→ About this exercise
Repeat every record below exactly, omitting any pictures.

→ Items from a dataset
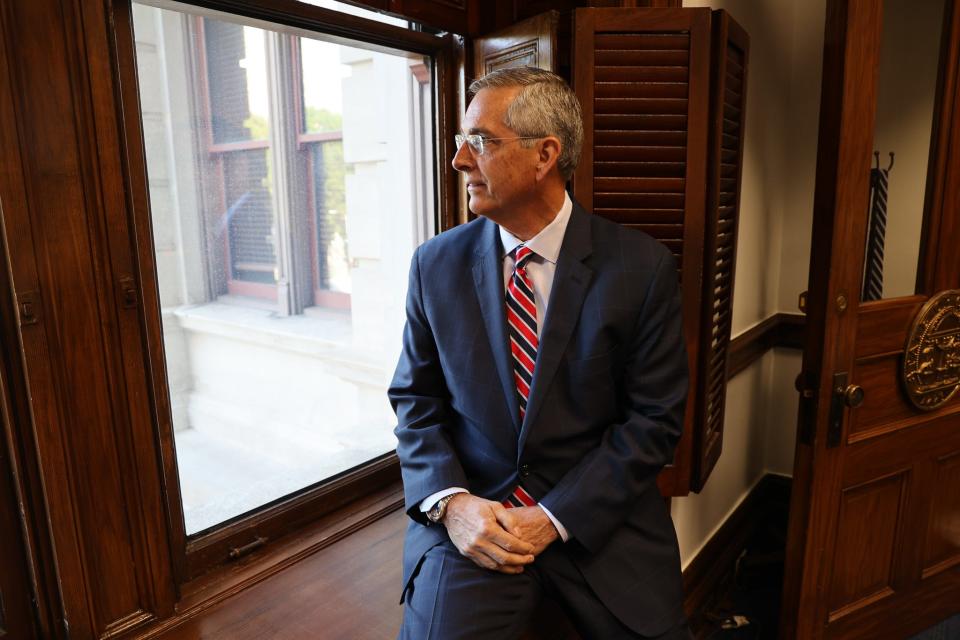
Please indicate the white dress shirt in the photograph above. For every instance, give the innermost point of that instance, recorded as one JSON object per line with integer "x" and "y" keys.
{"x": 541, "y": 269}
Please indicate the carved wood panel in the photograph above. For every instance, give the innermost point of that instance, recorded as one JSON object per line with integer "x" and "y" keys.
{"x": 942, "y": 544}
{"x": 870, "y": 516}
{"x": 67, "y": 228}
{"x": 530, "y": 43}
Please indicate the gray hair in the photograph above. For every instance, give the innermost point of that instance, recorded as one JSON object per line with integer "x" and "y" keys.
{"x": 545, "y": 106}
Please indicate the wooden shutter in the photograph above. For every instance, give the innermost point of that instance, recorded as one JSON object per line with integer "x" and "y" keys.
{"x": 643, "y": 80}
{"x": 728, "y": 114}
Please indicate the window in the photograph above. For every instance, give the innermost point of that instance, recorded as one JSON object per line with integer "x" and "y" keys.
{"x": 290, "y": 177}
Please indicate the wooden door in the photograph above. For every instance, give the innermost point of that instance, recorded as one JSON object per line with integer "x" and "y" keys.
{"x": 874, "y": 543}
{"x": 16, "y": 611}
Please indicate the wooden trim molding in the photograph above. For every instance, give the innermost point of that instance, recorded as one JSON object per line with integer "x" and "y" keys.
{"x": 354, "y": 583}
{"x": 783, "y": 330}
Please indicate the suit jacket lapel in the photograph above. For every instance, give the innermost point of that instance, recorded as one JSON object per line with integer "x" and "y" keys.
{"x": 570, "y": 282}
{"x": 488, "y": 280}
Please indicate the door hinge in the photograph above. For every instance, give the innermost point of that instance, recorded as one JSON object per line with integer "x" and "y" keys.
{"x": 808, "y": 407}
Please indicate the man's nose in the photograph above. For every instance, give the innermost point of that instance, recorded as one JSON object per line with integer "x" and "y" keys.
{"x": 463, "y": 158}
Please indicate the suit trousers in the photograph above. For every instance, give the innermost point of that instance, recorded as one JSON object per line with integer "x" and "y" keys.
{"x": 451, "y": 598}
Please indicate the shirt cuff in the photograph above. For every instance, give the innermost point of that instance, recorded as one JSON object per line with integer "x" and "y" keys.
{"x": 560, "y": 528}
{"x": 432, "y": 499}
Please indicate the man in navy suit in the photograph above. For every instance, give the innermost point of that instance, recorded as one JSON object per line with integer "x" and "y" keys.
{"x": 539, "y": 392}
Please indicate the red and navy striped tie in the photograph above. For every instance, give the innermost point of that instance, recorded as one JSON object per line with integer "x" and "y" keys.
{"x": 522, "y": 323}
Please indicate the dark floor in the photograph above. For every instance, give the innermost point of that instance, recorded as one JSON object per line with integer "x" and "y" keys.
{"x": 748, "y": 606}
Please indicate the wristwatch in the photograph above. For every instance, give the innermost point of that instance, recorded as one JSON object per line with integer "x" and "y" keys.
{"x": 439, "y": 510}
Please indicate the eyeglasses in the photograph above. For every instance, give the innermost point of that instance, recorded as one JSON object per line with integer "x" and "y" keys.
{"x": 476, "y": 141}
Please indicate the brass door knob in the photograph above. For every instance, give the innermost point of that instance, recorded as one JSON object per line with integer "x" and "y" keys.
{"x": 853, "y": 396}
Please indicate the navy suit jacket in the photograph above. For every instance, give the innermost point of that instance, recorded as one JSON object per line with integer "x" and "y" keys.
{"x": 605, "y": 409}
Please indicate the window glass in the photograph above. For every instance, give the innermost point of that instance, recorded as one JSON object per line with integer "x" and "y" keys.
{"x": 290, "y": 181}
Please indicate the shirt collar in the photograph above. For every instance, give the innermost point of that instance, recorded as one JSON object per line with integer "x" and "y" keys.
{"x": 545, "y": 244}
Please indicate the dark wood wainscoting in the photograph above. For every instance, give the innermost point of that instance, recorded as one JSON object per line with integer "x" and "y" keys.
{"x": 351, "y": 588}
{"x": 779, "y": 330}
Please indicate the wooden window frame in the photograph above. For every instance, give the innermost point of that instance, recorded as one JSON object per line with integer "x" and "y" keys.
{"x": 196, "y": 555}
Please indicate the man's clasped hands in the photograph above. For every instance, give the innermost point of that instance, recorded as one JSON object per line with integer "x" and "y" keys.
{"x": 496, "y": 537}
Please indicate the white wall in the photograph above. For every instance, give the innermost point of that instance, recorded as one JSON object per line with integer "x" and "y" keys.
{"x": 909, "y": 53}
{"x": 773, "y": 254}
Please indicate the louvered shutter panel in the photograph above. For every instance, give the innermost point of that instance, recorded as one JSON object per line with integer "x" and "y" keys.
{"x": 728, "y": 114}
{"x": 643, "y": 77}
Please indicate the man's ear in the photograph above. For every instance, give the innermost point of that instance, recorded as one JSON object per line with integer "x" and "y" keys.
{"x": 548, "y": 153}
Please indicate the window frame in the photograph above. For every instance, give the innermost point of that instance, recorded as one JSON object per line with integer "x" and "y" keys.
{"x": 199, "y": 554}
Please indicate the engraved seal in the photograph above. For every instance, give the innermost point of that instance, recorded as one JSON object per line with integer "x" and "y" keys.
{"x": 931, "y": 361}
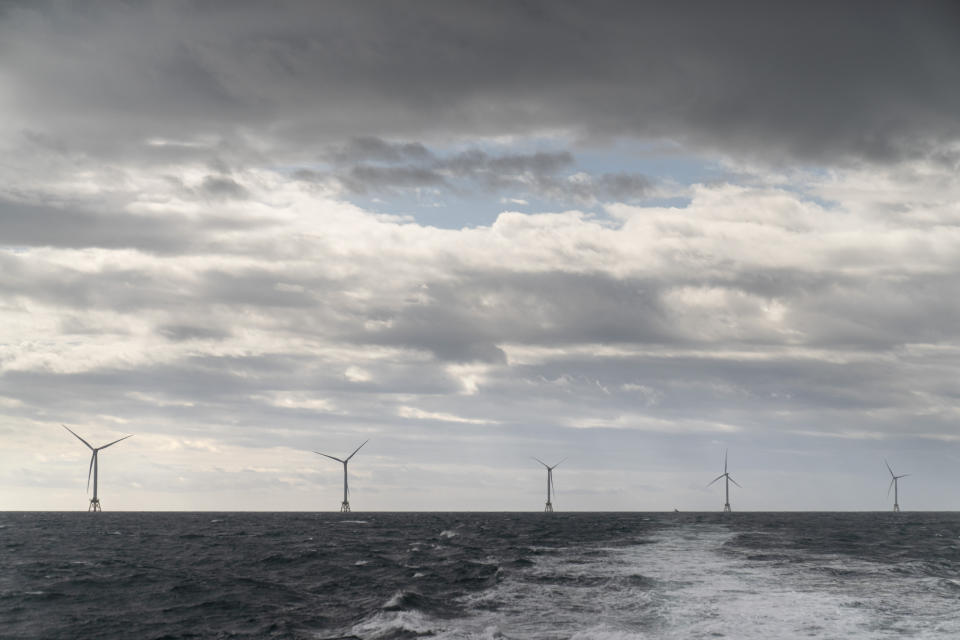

→ Completed exercise
Please indicate the white dress shirt in the photograph above. For every instance, give the innermost point of that instance, recorded as one JSON object per line with integer "x" and "y" keys.
{"x": 541, "y": 269}
Please indicate the carved wood panel in the photograph above. For every instance, give the innermost point of that instance, recorded as one JSON object per line with integer "x" and "y" keys.
{"x": 942, "y": 544}
{"x": 870, "y": 516}
{"x": 67, "y": 228}
{"x": 530, "y": 43}
Please indicate the gray hair in the photograph above. For every instance, give the innermost point of that instance, recorded as one JSON object per line with integer "x" and "y" keys.
{"x": 545, "y": 106}
Please indicate the wooden shutter in the photograph above. For every instance, give the innermost point of that instance, recorded as one JSON object per line with integer "x" and "y" keys.
{"x": 643, "y": 80}
{"x": 728, "y": 114}
Please indicate the window in the photograph above. For every instance, give the innermost point of that instance, recorded as one JSON object per line with integer "x" and "y" keys.
{"x": 290, "y": 177}
Please indicate the wooden door in the photograph above. For every instance, give the innermost point of that instance, recorded as one JSON object per line with integer "x" and "y" keys.
{"x": 874, "y": 543}
{"x": 16, "y": 611}
Please indicate the wooden trim molding in the photograph above. For every instance, give the innermost point of that instance, recorded as one JSON object per line with integer "x" and "y" keys.
{"x": 354, "y": 583}
{"x": 783, "y": 330}
Please indicate the suit jacket lapel in the photograph above. For every instance, give the innermost point of that instance, recorded as one JSON object per line with integer "x" and "y" keys.
{"x": 570, "y": 282}
{"x": 488, "y": 280}
Please indicate the door hinge in the photograph above. For every instance, give the innermost point of that instance, recorded as one JSON object per line with integer "x" and "y" keys.
{"x": 808, "y": 407}
Please indicate the man's nose in the photograph above. For every instance, give the innermost point of that instance, recorded as one JSON object per line with integer "x" and "y" keys.
{"x": 463, "y": 158}
Please indicate the suit trousers in the photograph above. For every instance, give the innermost point of that instance, recorded as one JSON object per line with integer "x" and "y" keys.
{"x": 451, "y": 598}
Please indicate the shirt cuff in the photograph above. For every instance, give the innermost point of that instance, recorded as one JSON object per line with integer "x" and "y" keys.
{"x": 560, "y": 528}
{"x": 432, "y": 499}
Please indicate the man in navy suit in the photograph above. For every instance, give the innermost point of that instance, recorded as one JSON object per line with integer "x" and "y" keys.
{"x": 539, "y": 392}
Please indicate the red and navy striped tie in the photograph above. For every instance, give the innermost point of that instance, recorded as one JSON object per line with integer "x" and "y" keys.
{"x": 522, "y": 323}
Please indicate the dark floor in the photograph above. For every instance, give the innermost point of that instance, recorded as one JSON object per line with integer "x" and "y" keys.
{"x": 748, "y": 606}
Please indicate the wristwatch in the photograph above. For every instance, give the innermost point of that instance, recorded as one JSON object per line with integer "x" and "y" keys.
{"x": 439, "y": 510}
Please indicate the eyeglasses in the photograph above. For every instance, give the innermost point of that instance, recorded as one JSON object per line with integer "x" and "y" keys.
{"x": 476, "y": 141}
Please indicate the brass door knob in the photograph above. For every instance, give the innermost point of that instance, recorded as one JSON object per line with integer "x" and "y" keys.
{"x": 853, "y": 396}
Please indicate the navy suit jacket in the photograph above. For every instance, give the innermost point of that instance, recorded as one JSON object per line with integer "x" and "y" keys.
{"x": 605, "y": 409}
Please indicate the window glass in the photograph above. For every instance, give the innermost point of that instance, recorded as one JSON object per line with integer "x" and "y" keys.
{"x": 290, "y": 181}
Please indicate the shirt collar in the photograph above. For every instance, give the innermost point of that instance, recorded as one JSON object per line with integer "x" and "y" keys.
{"x": 545, "y": 244}
Please indicate the dark wood wainscoting in the photograph above. For every instance, give the innermost point of that instance, recorded as one JSON object per line with integer "x" and "y" keys.
{"x": 351, "y": 588}
{"x": 779, "y": 330}
Please indicate the wooden window frame in the photograph above. For every instance, give the innermost point of that instance, recorded as one JSON object per line with integer "x" and "y" keys.
{"x": 196, "y": 555}
Please indicate the man's clasped hands in the photograph above. For every instance, give the innermost point of that instance, recorded as one JSON object per line with integer "x" and "y" keys.
{"x": 496, "y": 537}
Please indicate the white wall in the photograph above. For every instance, give the innermost point of that instance, recorded as one JSON object per line with integer "x" and "y" keys.
{"x": 909, "y": 53}
{"x": 773, "y": 254}
Please indicate the louvered shutter panel in the photograph above. For every instance, give the innermost point of that instance, recorded as one JSON object per line with integer "x" and "y" keys.
{"x": 728, "y": 114}
{"x": 643, "y": 77}
Please indicate the man's ear in the photograph above. For every instance, give the innermost point of that instance, recorded as one JSON object per line with integer "x" and "y" keys.
{"x": 548, "y": 153}
Please indicate the window frame in the photograph above. For every instance, give the innermost point of that instance, recorded as one JSON object per line with integer "x" and "y" keys.
{"x": 199, "y": 554}
Please indicate the engraved seal in the photograph above. For every instance, give the innermost point of that instance, recorded as one JSON object per line with integer "x" and "y" keys.
{"x": 931, "y": 361}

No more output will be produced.